*What you need to do*. Please reproduce the entire listing exactly.

══════════════════════════════

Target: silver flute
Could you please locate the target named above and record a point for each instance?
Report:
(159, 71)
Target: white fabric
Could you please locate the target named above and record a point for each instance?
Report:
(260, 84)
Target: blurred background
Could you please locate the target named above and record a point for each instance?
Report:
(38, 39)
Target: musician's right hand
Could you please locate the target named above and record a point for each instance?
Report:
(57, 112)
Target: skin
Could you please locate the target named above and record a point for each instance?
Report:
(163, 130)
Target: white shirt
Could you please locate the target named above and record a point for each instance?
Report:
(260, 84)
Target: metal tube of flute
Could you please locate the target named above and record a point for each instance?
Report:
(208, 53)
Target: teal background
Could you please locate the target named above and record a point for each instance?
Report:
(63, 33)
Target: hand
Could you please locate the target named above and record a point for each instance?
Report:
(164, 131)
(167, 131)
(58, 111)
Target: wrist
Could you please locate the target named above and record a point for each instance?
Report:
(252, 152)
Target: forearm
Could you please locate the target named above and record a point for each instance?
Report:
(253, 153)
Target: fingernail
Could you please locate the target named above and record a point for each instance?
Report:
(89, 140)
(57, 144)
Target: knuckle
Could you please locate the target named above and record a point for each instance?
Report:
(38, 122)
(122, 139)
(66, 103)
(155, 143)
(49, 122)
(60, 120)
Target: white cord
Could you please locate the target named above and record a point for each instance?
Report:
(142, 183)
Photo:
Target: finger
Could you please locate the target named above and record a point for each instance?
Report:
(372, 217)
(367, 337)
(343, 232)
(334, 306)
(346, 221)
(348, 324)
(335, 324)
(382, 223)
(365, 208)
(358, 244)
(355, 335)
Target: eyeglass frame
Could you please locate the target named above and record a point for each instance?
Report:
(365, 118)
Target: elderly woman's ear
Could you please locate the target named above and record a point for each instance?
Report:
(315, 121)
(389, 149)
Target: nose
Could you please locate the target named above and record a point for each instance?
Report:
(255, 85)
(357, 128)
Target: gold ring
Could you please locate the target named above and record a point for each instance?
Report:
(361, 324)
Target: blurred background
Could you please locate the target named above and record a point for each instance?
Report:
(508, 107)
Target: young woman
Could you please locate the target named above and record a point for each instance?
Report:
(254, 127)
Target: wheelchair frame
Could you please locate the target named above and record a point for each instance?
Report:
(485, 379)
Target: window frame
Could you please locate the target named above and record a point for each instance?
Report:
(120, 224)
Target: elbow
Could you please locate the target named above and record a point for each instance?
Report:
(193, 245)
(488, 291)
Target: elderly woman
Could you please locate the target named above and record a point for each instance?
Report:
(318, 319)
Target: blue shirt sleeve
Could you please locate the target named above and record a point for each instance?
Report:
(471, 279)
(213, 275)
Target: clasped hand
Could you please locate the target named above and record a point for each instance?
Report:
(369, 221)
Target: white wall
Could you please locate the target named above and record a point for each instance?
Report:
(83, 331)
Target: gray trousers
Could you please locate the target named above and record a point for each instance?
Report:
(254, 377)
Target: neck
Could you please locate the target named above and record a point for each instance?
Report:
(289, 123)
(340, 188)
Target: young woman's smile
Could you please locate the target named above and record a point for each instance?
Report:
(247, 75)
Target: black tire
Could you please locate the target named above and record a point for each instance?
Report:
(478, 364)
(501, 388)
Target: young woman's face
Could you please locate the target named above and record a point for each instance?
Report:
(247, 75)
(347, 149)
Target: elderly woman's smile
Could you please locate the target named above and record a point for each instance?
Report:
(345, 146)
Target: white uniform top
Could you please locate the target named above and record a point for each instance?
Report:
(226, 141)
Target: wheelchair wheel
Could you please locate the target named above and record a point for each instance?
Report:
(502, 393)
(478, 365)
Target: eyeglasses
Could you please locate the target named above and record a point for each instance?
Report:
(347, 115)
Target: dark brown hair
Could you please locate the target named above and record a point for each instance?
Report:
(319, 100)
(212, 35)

══════════════════════════════

*Exercise output*.
Target: silver flute
Could you please locate the target named above and record a point for each instance?
Report:
(159, 71)
Target: white fabric
Could you please locate the target named above and record a point for each instance?
Report:
(260, 84)
Target: blurred background
Could you please locate the target named above and record a point for each instance?
Report:
(38, 39)
Target: musician's right hand
Could you please locate the target named above and record a point for each instance?
Report:
(57, 112)
Target: skin
Could you please locate the target named above and record a point for each instance?
Report:
(163, 130)
Target: white shirt
Could you please locate the target named above and record a point for each instance?
Report:
(260, 84)
Target: metal tube of flute
Could you please locate the target named above and record a point for each instance?
Report:
(208, 53)
Target: teal background
Could you please locate the target named above and record a point for each instance?
Report:
(63, 33)
Target: hand
Could you please locate the target named above and record a point for each instance?
Report:
(164, 131)
(167, 131)
(58, 111)
Target: wrist
Could you please locate the target named above and record a point for each instance?
Report:
(252, 152)
Target: forearm
Could you please locate the target named above and record a point for each instance?
Report:
(253, 153)
Target: fingernail
Could you please locate the target named above and record a point for each instance?
Report:
(89, 140)
(57, 144)
Target: knuckle
Could you please locate the target named above and record a point for each instance?
Report:
(38, 122)
(122, 139)
(66, 103)
(155, 143)
(49, 122)
(60, 120)
Target: white cord
Could you please locate the target named above and record a point for each instance?
Report:
(142, 183)
Photo:
Target: finger
Could you please locate the target named above and record a point for each instance?
Report:
(372, 217)
(367, 337)
(343, 232)
(334, 306)
(346, 221)
(348, 324)
(335, 324)
(382, 223)
(365, 208)
(358, 244)
(355, 335)
Target: eyeglass frame
Could you please locate the target named above and record a point for each instance?
Report:
(365, 118)
Target: elderly woman's ear
Could you please locate the target named above and record a point for each instance?
Report:
(315, 121)
(389, 149)
Target: nose
Could you please locate the target named above and record a point for each instance?
Report:
(255, 85)
(357, 128)
Target: gold ring
Could you please locate the target named above and record a point for each instance?
Report:
(361, 324)
Target: blurred background
Could you please locate the target named above and record a point for each instance?
Report:
(508, 107)
Target: young woman
Could you please locate the target named above and record a point for each instance?
Report:
(254, 127)
Target: wheelchair frame
Could you please locate the target named above and record a point for each instance?
Report:
(485, 379)
Target: window frame
Could you please locate the target named above and record a point for each instance?
Report:
(120, 224)
Target: elbow
Could you please locate the target named above and record a point for each instance?
Report:
(193, 245)
(488, 291)
Target: elderly woman
Could you please locate the target named above and record a point for each instance?
Report:
(318, 319)
Target: blue shirt sleeve
Could you please locate the target named above and record a point for each instance?
Report:
(471, 279)
(213, 275)
Target: clasped hand
Could you please locate the target named above and record a point for each instance?
Report:
(369, 221)
Target: white wall
Could you please locate the target named above and record a point for each instance?
Report:
(83, 331)
Target: gray trousers
Could you please locate the target named above and record a point for each instance?
Report:
(254, 377)
Target: neck
Could you please locate the target named above and record a point for each instance?
Report:
(289, 123)
(340, 188)
Target: young woman's smile
Could you please locate the target named above and record a point for each instance?
Report:
(247, 75)
Target: black tire
Could you please locate the target named above and record a point for each instance?
Report:
(478, 364)
(501, 388)
Target: young woman's face
Could you please locate the target named above and record a point for each instance?
Report:
(247, 75)
(347, 149)
Target: elderly woman's smile
Could you please locate the target named above and record a point for each instance?
Report:
(345, 146)
Target: white uniform top
Could you please locate the target named above and record a point for each instance?
Report:
(226, 141)
Target: wheelchair wheel
Could you please locate the target named above and record a point for each instance?
Report:
(502, 393)
(478, 365)
Target: eyeglasses
Could you please locate the target named above and record a point for each instance?
Report:
(347, 115)
Target: dark brown hair
Could you please locate the target named above and record a point for each instance?
Report:
(319, 100)
(212, 35)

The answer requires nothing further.